— start of DATA FOR THE TASK —

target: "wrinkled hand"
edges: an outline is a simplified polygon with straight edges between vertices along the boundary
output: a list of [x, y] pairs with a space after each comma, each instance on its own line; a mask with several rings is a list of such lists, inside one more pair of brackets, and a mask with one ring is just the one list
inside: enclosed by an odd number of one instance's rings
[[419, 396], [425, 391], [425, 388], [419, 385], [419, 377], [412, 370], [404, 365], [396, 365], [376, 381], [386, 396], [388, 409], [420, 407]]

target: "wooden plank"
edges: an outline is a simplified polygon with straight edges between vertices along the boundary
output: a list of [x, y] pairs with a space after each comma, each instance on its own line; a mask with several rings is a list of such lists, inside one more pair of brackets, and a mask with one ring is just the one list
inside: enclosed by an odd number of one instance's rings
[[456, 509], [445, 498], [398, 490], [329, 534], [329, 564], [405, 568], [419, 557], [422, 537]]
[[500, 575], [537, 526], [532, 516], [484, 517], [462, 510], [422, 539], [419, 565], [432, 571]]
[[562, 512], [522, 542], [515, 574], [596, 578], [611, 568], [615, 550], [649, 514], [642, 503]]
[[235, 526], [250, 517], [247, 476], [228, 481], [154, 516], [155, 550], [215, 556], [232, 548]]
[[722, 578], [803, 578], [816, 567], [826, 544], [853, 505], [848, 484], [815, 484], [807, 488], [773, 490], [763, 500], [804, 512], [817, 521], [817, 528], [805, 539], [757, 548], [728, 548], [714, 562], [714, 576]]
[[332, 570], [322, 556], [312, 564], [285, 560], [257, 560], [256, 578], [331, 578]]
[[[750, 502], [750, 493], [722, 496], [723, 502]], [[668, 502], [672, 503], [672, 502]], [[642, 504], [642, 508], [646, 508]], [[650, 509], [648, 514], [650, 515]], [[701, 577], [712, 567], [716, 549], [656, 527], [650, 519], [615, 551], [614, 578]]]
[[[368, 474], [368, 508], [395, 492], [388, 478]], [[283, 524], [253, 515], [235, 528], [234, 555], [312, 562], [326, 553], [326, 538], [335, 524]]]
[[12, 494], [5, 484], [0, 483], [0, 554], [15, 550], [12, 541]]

— end of DATA FOR THE TASK —

▶ STATED GOAL
Begin at the first line of the entries above and stop after the line that contains "409], [420, 407]]". Write those lines out again, requests included, with every coordinate in the answers multiplied by 0.45 and rounded to a whole number, halves rounded up.

▶ SOLUTION
target: "wrinkled hand"
edges: an outline is a simplified polygon with straight edges between vertices along the boundary
output: a list of [x, y] pairs with a space after each comma, each instance on its own line; a mask with several rings is a list of such lists, inside one more pair of brackets, and a mask with one ring is just the one list
inside: enclosed by an odd number of one instance's rings
[[189, 178], [191, 176], [191, 175], [189, 173], [189, 170], [185, 167], [182, 164], [178, 164], [169, 171], [174, 178], [175, 184], [189, 183]]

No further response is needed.